# [Text segment]
= = = = =

24

I'm coming from Java and learning Python. So far what I found very cool, yet very hard to adapt, is that there's no need to declare types. I understand that each variable is a pointer to an object, but so far I'm not able to understand how to design my code then.

For example, I'm writing a function that accepts a 2D NumPy array. Then in the body of the function I'm calling different methods of this array (which is an object of array in Numpy). But then in the future suppose I want to use this function, by that time I might have forgotten totally what I should pass to the function as a type. What do people normally do? Do they just write documentation for this? Because if that is the case, then this involves more typing and would raise the question about the idea of not declaring the type.

Also suppose I want to pass an object similar to an array in the future. Normally in Java one would implement an interface and then let both classes to implement the methods. Then in the function parameters I define the variable to be of the type of the interface. How can this issue be solved in Python or what approaches can be used to make the same idea?

= = = = =

[Coordinate annotation entries]
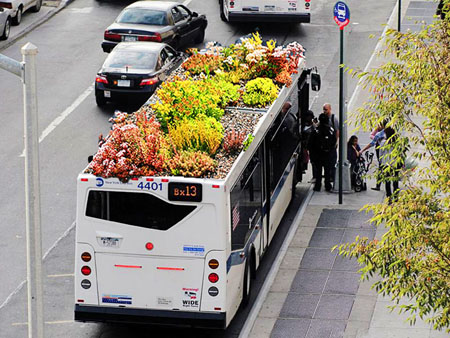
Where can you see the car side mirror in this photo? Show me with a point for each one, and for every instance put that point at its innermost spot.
(315, 82)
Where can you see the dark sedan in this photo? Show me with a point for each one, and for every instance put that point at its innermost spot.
(158, 21)
(135, 69)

= = = = =

# [Tasks for this exercise]
(a) In the forum post, what kind of array does the writer's function accept?
(b) Reproduce the entries word for word, starting with the line that contains "Where can you see the dark" and going on through the end of the entries, including both ends.
The entries have no connection to the forum post.

# [Solutions for each task]
(a) A 2D NumPy array.

(b)
Where can you see the dark sedan in this photo? Show me with a point for each one, and for every instance put that point at its innermost spot.
(158, 21)
(135, 69)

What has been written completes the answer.